### PROBLEM
Each line from the one containing "520), (1187, 440)]]" through the end of the data must be retyped exactly, and no other line.
[RECORDS FOR THE EXERCISE]
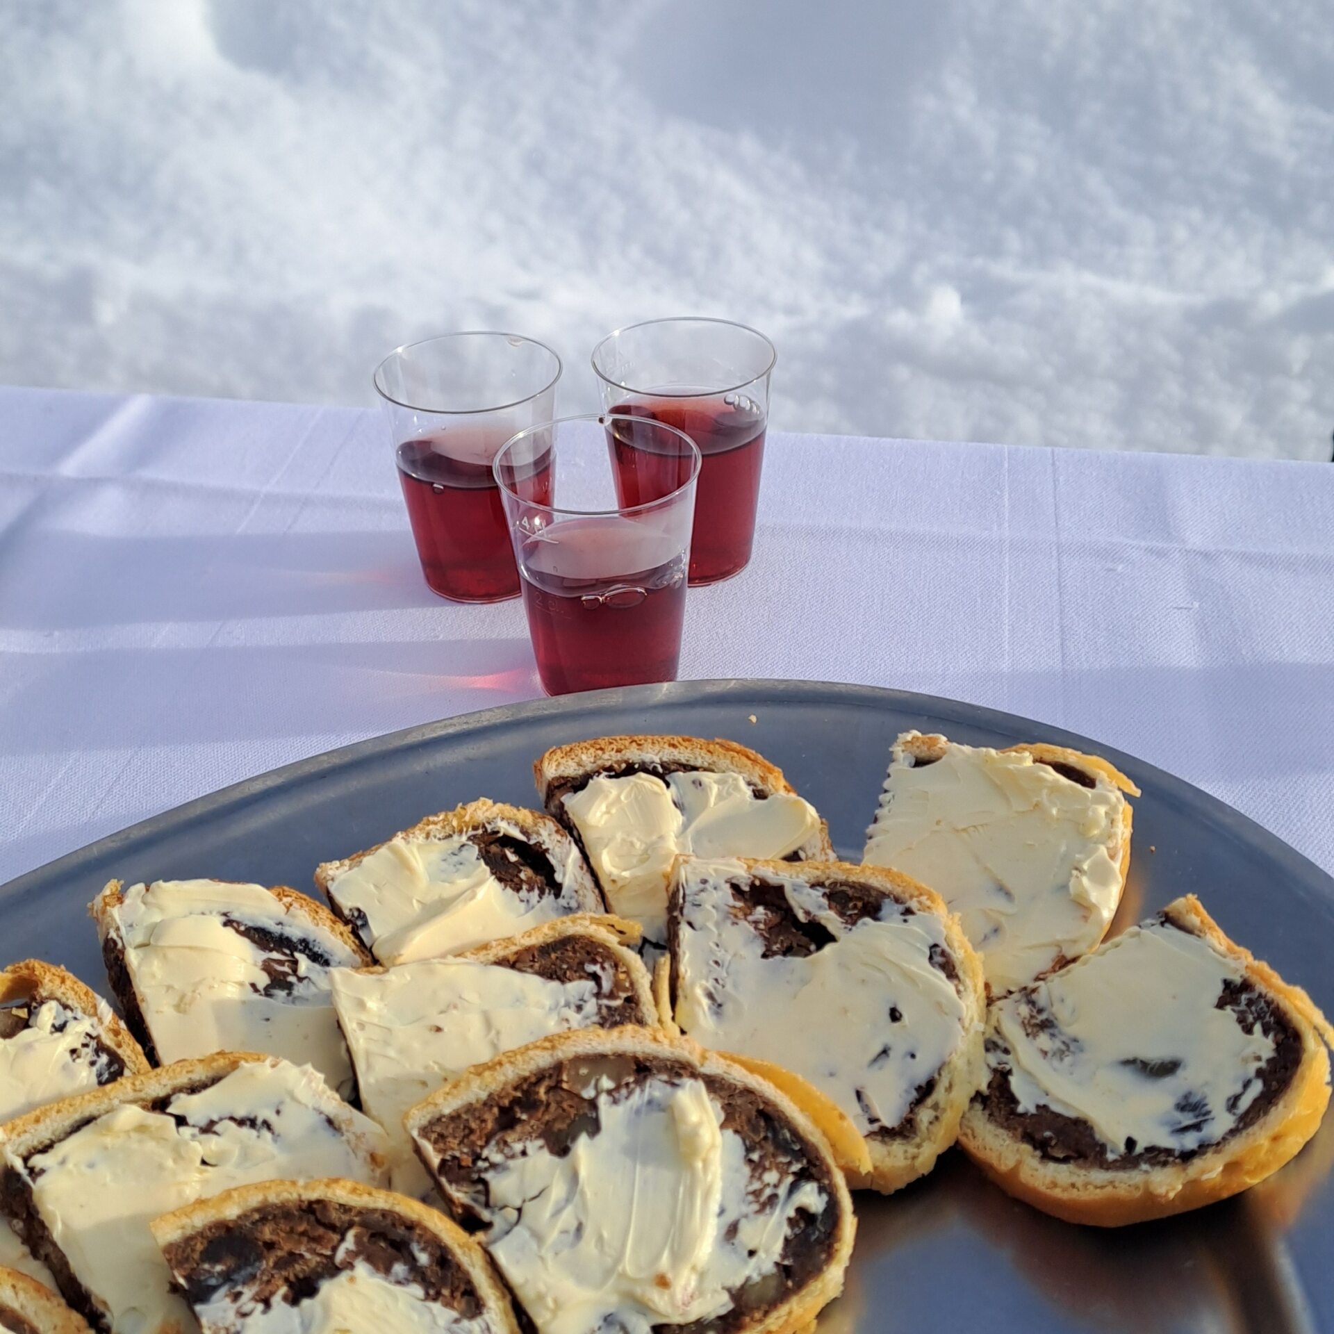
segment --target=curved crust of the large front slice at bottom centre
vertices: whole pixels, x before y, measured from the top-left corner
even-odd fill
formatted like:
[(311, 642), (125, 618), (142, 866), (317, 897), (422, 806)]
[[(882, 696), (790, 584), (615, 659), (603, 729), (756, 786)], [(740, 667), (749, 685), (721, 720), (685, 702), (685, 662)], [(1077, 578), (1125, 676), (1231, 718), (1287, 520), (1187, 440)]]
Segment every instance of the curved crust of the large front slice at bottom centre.
[[(550, 1038), (540, 1038), (527, 1047), (519, 1047), (515, 1051), (496, 1057), (494, 1061), (488, 1061), (483, 1066), (474, 1067), (467, 1074), (460, 1075), (431, 1094), (430, 1098), (419, 1102), (404, 1117), (404, 1126), (414, 1137), (418, 1154), (423, 1163), (426, 1163), (427, 1171), (435, 1177), (430, 1158), (423, 1153), (422, 1145), (416, 1142), (416, 1133), (423, 1126), (459, 1107), (484, 1102), (516, 1079), (536, 1074), (548, 1066), (579, 1057), (602, 1055), (679, 1061), (695, 1067), (700, 1074), (714, 1075), (739, 1085), (772, 1106), (794, 1127), (800, 1138), (806, 1141), (807, 1146), (815, 1153), (815, 1157), (824, 1162), (830, 1182), (836, 1194), (839, 1214), (838, 1233), (834, 1239), (834, 1251), (830, 1263), (799, 1293), (795, 1293), (775, 1310), (770, 1311), (763, 1319), (746, 1326), (744, 1334), (796, 1334), (796, 1331), (810, 1326), (820, 1310), (843, 1290), (843, 1275), (847, 1271), (847, 1263), (852, 1254), (856, 1218), (852, 1214), (852, 1199), (847, 1193), (843, 1173), (824, 1135), (795, 1102), (748, 1070), (735, 1062), (727, 1061), (724, 1057), (706, 1051), (688, 1038), (671, 1037), (663, 1031), (632, 1026), (611, 1030), (580, 1029), (572, 1033), (559, 1033)], [(439, 1178), (436, 1181), (446, 1198), (448, 1198), (444, 1183)]]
[/RECORDS FOR THE EXERCISE]
### REPLY
[[(882, 696), (790, 584), (615, 659), (603, 729), (756, 786)], [(740, 667), (749, 685), (721, 720), (685, 702), (685, 662)], [(1077, 578), (1125, 676), (1231, 718), (1287, 520), (1187, 440)]]
Segment every instance of the curved crust of the large front slice at bottom centre.
[[(550, 1038), (540, 1038), (527, 1047), (519, 1047), (515, 1051), (496, 1057), (494, 1061), (488, 1061), (483, 1066), (474, 1067), (467, 1074), (460, 1075), (431, 1094), (430, 1098), (419, 1102), (404, 1117), (404, 1126), (414, 1137), (418, 1154), (423, 1163), (426, 1163), (427, 1171), (435, 1177), (430, 1158), (423, 1153), (422, 1145), (416, 1142), (416, 1133), (423, 1126), (459, 1107), (484, 1102), (516, 1079), (536, 1074), (548, 1066), (579, 1057), (602, 1055), (679, 1061), (695, 1067), (700, 1074), (714, 1075), (739, 1085), (772, 1106), (794, 1127), (800, 1138), (806, 1141), (807, 1146), (815, 1153), (815, 1157), (824, 1162), (830, 1182), (836, 1194), (839, 1214), (838, 1233), (834, 1239), (834, 1251), (830, 1263), (799, 1293), (795, 1293), (775, 1310), (770, 1311), (763, 1319), (746, 1326), (744, 1334), (796, 1334), (796, 1331), (810, 1326), (820, 1310), (843, 1290), (843, 1275), (847, 1271), (847, 1263), (852, 1254), (856, 1218), (852, 1214), (852, 1199), (847, 1193), (843, 1173), (824, 1135), (795, 1102), (748, 1070), (735, 1062), (727, 1061), (724, 1057), (706, 1051), (688, 1038), (671, 1037), (663, 1031), (632, 1026), (611, 1030), (580, 1029), (572, 1033), (559, 1033)], [(439, 1178), (436, 1181), (446, 1198), (448, 1198), (444, 1183)]]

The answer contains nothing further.